(Labeled area outline items)
##########

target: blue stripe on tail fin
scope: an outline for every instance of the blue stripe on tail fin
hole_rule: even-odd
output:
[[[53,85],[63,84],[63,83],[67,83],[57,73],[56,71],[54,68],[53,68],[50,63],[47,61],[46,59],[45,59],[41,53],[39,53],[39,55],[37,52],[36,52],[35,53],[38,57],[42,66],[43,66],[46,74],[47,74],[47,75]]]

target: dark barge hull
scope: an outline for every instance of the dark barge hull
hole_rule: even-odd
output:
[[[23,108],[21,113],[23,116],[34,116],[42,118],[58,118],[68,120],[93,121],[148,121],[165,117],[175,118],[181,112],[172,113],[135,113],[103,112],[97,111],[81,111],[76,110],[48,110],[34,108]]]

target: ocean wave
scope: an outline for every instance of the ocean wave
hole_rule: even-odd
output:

##########

## Instruction
Please output all of the entries above again, line for line, without changing anything.

## Exercise answer
target: blue stripe on tail fin
scope: an outline for every instance of the blue stripe on tail fin
hole_rule: even-odd
output:
[[[53,85],[63,84],[63,83],[67,83],[57,73],[56,71],[54,68],[53,68],[50,63],[47,61],[46,59],[45,59],[41,53],[39,53],[39,55],[37,52],[36,52],[35,53],[38,57],[42,66],[43,66],[46,74],[47,74],[47,75]]]

target: dark barge hull
scope: an outline for every instance of the dark barge hull
hole_rule: even-odd
output:
[[[23,108],[21,113],[23,116],[34,116],[42,118],[58,118],[68,120],[93,121],[148,121],[165,117],[175,118],[181,112],[172,113],[135,113],[103,112],[97,111],[81,111],[76,110],[48,110],[34,108]]]

target: ocean wave
scope: an outline for every instance of the ocean wave
hole_rule: even-odd
output:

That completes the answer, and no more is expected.